**What the exercise asks**
From the line with "Query: wooden walkway" down to the final line of the material below, quote every line exactly and leave out all lines before it.

Entries from a pointing dataset:
____

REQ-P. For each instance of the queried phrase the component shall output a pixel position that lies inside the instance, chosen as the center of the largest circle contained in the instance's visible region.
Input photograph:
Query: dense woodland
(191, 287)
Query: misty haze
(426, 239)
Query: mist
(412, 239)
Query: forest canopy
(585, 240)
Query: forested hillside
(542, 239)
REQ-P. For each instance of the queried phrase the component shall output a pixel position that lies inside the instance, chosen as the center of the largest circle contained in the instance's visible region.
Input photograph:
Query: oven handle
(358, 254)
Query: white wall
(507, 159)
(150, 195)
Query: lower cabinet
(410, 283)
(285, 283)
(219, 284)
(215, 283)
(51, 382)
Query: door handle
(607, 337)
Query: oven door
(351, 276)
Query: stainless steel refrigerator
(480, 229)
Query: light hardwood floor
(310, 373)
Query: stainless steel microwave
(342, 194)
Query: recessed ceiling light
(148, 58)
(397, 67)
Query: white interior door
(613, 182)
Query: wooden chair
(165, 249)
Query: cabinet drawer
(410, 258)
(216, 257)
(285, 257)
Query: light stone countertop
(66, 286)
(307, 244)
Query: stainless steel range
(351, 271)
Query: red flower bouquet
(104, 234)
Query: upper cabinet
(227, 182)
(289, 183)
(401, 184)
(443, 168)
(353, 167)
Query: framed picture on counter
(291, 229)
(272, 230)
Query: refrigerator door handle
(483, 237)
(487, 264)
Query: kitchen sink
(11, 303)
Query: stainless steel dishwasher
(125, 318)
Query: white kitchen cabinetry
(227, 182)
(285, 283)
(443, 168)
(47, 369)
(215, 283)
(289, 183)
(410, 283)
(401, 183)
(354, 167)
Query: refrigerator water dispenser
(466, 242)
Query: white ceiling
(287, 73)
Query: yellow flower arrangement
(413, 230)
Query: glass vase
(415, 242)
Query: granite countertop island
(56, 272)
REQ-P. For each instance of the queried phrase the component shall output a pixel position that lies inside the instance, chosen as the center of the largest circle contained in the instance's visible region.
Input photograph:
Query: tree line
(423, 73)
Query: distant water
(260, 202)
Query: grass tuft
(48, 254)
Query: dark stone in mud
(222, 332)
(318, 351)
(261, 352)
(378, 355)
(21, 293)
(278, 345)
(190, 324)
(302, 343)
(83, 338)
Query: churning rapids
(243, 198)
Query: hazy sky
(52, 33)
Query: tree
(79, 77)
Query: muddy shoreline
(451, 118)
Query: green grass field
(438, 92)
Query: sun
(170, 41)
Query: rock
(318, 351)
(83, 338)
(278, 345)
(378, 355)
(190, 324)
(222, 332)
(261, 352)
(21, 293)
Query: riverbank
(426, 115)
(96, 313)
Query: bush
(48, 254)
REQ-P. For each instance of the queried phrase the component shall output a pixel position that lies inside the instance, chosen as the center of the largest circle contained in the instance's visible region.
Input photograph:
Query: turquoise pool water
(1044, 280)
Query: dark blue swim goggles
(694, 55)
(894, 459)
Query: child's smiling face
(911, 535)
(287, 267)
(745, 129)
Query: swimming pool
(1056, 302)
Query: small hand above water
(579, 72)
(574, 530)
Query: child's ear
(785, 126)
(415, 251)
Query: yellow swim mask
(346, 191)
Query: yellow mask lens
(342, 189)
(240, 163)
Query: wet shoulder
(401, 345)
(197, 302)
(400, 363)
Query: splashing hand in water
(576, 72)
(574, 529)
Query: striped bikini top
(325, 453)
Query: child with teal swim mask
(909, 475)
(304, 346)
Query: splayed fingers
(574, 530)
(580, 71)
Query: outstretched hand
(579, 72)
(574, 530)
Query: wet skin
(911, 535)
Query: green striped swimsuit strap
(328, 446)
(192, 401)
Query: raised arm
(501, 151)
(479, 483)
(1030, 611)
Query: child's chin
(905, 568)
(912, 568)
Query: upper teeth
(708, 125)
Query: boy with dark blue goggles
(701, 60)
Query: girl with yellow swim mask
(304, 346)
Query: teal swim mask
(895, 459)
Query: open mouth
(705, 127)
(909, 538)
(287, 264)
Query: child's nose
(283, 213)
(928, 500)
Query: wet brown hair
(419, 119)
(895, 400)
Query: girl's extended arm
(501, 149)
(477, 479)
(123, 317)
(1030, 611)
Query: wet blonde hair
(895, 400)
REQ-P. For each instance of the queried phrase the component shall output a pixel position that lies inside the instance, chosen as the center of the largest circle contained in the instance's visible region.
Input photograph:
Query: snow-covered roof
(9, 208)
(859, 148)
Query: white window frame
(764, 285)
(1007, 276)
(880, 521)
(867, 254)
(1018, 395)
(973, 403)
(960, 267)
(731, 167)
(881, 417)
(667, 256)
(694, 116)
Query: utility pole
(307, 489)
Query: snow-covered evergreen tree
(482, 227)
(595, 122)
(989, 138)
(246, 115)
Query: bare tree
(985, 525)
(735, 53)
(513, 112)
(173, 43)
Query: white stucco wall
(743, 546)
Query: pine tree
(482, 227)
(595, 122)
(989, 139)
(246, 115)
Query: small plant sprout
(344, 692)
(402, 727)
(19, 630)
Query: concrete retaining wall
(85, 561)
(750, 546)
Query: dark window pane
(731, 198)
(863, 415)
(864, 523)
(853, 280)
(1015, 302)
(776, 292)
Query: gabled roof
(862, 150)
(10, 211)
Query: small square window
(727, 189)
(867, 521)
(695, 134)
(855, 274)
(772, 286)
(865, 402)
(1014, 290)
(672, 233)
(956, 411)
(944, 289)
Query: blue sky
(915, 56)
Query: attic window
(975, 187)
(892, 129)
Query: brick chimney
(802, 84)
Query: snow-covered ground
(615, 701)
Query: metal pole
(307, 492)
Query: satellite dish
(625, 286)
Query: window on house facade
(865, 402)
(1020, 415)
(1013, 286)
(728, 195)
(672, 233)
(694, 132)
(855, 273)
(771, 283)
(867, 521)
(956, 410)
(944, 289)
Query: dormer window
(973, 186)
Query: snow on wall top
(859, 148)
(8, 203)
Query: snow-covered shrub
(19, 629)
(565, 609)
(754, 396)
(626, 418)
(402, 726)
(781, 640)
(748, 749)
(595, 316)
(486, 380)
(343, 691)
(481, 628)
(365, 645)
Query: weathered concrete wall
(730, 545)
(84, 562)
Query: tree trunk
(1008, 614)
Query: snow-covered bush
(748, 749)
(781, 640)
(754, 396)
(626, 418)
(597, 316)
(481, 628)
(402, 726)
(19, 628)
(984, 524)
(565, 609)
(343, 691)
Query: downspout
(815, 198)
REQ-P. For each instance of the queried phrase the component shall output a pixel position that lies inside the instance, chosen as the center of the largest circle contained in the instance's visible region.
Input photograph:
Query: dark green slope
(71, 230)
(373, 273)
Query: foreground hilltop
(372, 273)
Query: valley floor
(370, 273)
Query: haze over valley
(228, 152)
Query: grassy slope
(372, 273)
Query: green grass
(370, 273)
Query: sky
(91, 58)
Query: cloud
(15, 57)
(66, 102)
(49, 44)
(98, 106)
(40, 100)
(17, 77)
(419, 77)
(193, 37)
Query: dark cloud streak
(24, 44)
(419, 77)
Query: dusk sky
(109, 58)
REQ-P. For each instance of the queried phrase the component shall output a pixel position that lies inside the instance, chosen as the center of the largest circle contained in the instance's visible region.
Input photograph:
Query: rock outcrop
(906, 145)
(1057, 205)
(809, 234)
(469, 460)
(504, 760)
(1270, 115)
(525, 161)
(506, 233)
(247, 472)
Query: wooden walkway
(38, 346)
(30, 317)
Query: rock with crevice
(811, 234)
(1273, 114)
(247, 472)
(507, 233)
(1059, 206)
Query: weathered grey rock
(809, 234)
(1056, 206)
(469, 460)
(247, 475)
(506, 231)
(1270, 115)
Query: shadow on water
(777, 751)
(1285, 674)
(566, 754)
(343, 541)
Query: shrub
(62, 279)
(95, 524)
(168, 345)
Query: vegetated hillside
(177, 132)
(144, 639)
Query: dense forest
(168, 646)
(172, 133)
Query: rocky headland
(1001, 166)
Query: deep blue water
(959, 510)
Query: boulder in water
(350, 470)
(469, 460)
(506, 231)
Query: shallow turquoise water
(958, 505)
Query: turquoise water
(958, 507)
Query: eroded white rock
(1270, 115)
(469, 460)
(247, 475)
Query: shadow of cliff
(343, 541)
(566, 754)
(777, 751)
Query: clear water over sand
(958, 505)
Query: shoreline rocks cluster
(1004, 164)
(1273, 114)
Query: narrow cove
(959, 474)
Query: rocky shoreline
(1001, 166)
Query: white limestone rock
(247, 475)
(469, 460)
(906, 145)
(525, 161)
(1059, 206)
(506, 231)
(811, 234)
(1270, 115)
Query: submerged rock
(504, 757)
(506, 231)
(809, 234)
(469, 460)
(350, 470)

____

**Full solution**
Query: wooden walkway
(38, 346)
(30, 317)
Query: rock with crevice
(811, 234)
(1273, 114)
(247, 472)
(507, 233)
(1059, 206)
Query: weathered grey rock
(809, 234)
(1056, 206)
(469, 460)
(247, 475)
(506, 231)
(1270, 115)
Query: shadow on water
(777, 751)
(1285, 674)
(566, 754)
(343, 541)
Query: shrub
(62, 279)
(95, 524)
(168, 345)
Query: vegetated hillside
(177, 132)
(144, 639)
Query: dense forest
(168, 646)
(172, 133)
Query: rocky headland
(1001, 166)
Query: deep blue water
(959, 510)
Query: boulder in water
(350, 470)
(469, 460)
(506, 231)
Query: shallow turquoise water
(958, 505)
Query: turquoise water
(958, 507)
Query: eroded white rock
(1270, 115)
(469, 460)
(247, 475)
Query: shadow of cliff
(343, 541)
(566, 754)
(777, 751)
Query: clear water over sand
(958, 505)
Query: shoreline rocks cluster
(1004, 164)
(1273, 114)
Query: narrow cove
(959, 474)
Query: rocky shoreline
(1001, 166)
Query: white limestone rock
(247, 475)
(469, 460)
(906, 145)
(525, 161)
(1059, 206)
(506, 231)
(811, 234)
(1270, 115)
Query: submerged rock
(504, 757)
(506, 231)
(809, 234)
(469, 460)
(350, 470)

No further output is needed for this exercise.